中小企業がSBT(Science Based Targets)を取得するメリット

目次:
1.SDGsへの貢献
2.投資家・金融機関からの資金調達に有利
3.競合他社との差別化
4.消費者からのイメージアップ
5.社員のイメージアップ
6.イノベーションの創出・業務効率化

 

近年、気候変動に関する問題が深刻化しており、企業も環境問題に取り組む必要性が高まっています。その中で、SBT(Science Based Targets)と呼ばれる科学に基づいた温室効果ガス削減目標を設定することが注目を集めています。このブログでは、SBTを取得することのメリットについて紹介します。企業がSBTを設定することで、環境問題への取り組みを強化し、経済的・社会的なメリットを享受することができます。詳しくは以下で解説します。

SBTを取得するメリットには、主に以下の6つが挙げられます。

 

1.SDGsへの貢献

SBTを取得することは、SDGs(持続可能な開発目標)への貢献になります。以下に、その理由を詳しく説明します。

①温室効果ガス排出削減に貢献

SBTを設定することで、企業は自社の温室効果ガス(GHG)排出量を削減することを目指し、気候変動に対する取り組みを行っています。これにより、SDG13で設定された気候変動に関する目標を達成するための貢献が期待されます。

▶ 作業指示:
1/ SBTに関する文章について、次の問いに答えよ。
(a) SBTを取得するメリットは、主にいくつ挙げられているか。
(b) 目次の4番目に挙げられている項目は何か。
(c) 気候変動に関する目標は、SDGsの何番として書かれているか。
2/ SBTに関する文章のうち、「SBTを取得することは、SD」から「るための貢献が期待されます。」までの部分を、両端の語句も含めてそのまま繰り返せ。
これらのレコードは上の文章とは関係がない。

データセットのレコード
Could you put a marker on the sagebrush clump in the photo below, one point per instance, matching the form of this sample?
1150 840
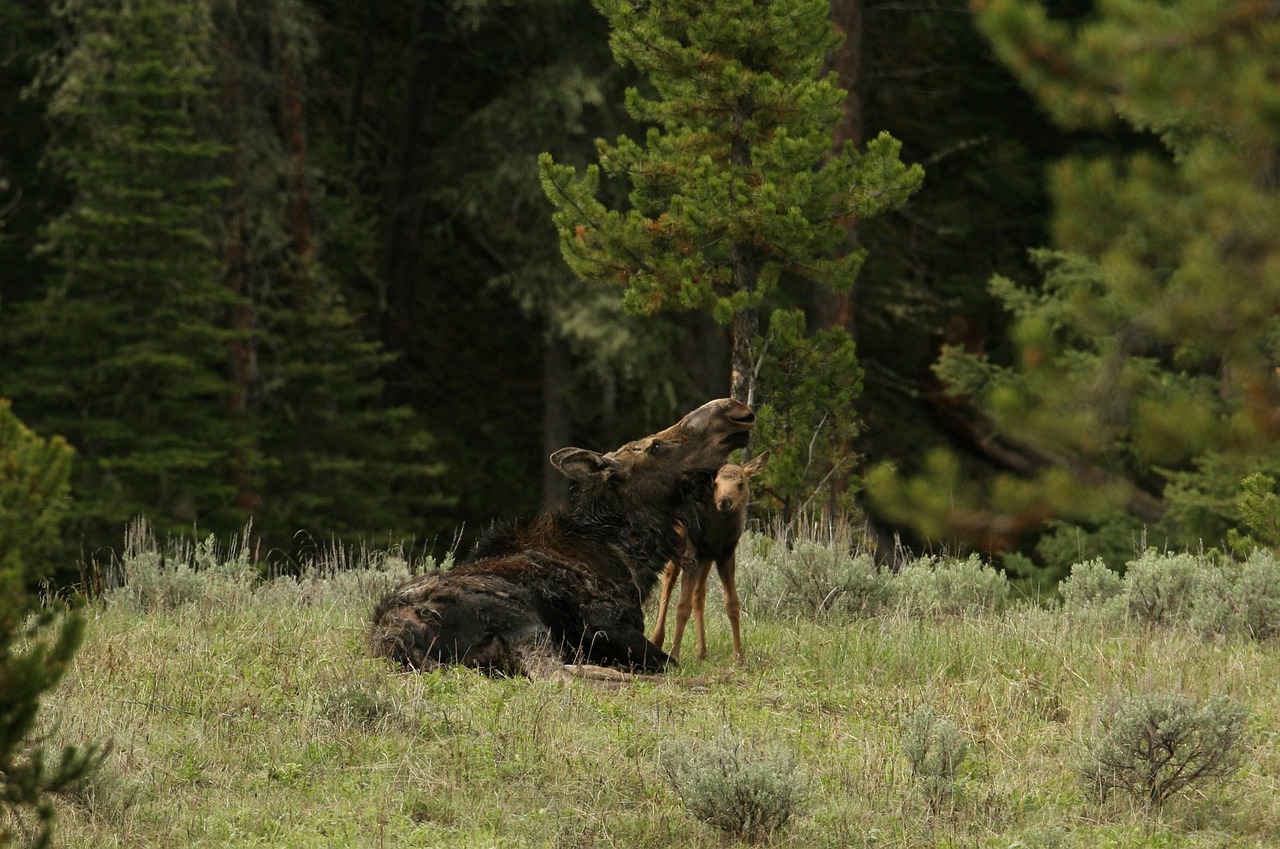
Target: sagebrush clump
748 792
935 748
931 585
1153 745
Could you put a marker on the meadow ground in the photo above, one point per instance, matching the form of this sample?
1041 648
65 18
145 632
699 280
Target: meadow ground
247 713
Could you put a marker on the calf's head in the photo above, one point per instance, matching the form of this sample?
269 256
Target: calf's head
732 483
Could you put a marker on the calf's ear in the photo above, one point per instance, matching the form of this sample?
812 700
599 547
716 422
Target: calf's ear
755 465
580 464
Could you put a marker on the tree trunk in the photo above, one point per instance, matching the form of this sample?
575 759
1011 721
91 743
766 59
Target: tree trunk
405 201
556 434
357 87
837 309
238 258
298 211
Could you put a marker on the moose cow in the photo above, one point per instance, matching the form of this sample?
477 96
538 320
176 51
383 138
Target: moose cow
714 542
566 588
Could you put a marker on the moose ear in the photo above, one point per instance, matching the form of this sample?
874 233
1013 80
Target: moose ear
581 465
755 465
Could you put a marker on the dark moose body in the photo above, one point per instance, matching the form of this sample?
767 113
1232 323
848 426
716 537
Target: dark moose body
567 587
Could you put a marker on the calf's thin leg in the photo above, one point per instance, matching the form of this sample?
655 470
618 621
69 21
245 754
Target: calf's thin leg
700 610
689 580
668 584
727 569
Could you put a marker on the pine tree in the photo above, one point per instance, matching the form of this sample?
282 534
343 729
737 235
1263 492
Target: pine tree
33 497
736 185
1144 384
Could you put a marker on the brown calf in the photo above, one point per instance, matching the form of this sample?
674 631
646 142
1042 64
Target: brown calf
542 596
713 543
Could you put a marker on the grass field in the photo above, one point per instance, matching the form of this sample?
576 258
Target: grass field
250 713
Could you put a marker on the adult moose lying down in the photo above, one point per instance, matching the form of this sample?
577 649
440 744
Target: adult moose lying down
567 587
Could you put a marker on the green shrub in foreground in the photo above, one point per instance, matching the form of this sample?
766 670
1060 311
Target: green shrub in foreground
1160 744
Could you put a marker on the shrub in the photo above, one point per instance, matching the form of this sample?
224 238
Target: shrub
183 571
1239 598
1160 744
813 573
1091 584
1161 588
951 587
746 793
935 748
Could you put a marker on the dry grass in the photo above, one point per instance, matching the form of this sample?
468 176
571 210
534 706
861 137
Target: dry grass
256 719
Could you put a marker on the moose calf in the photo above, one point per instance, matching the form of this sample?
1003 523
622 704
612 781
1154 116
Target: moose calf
712 543
566 588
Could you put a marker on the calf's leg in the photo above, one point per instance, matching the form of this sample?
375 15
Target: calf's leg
727 569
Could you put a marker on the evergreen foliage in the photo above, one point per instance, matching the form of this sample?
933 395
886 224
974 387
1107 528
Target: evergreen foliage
808 387
1143 380
35 647
1260 512
190 342
124 352
735 185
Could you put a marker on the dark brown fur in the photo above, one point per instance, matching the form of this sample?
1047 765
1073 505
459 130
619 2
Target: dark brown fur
567 587
713 542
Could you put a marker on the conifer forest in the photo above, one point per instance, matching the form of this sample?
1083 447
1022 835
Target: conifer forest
999 275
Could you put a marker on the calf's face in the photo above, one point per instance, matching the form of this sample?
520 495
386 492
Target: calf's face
732 480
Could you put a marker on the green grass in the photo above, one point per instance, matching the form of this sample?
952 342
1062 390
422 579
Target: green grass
255 717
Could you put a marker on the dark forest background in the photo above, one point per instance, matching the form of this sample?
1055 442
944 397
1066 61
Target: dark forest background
288 260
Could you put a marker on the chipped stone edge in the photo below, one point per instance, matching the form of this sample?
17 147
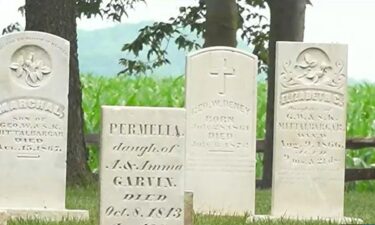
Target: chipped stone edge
341 220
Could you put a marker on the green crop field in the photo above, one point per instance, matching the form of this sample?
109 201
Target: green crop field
149 91
144 91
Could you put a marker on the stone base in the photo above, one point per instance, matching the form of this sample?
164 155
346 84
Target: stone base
47 215
3 218
343 220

▶ 解答:
1/
(a) 6つ
(b) 消費者からのイメージアップ
(c) SDG13

2/
SBTを取得することは、SDGs(持続可能な開発目標)への貢献になります。以下に、その理由を詳しく説明します。

①温室効果ガス排出削減に貢献

SBTを設定することで、企業は自社の温室効果ガス(GHG)排出量を削減することを目指し、気候変動に対する取り組みを行っています。これにより、SDG13で設定された気候変動に関する目標を達成するための貢献が期待されます。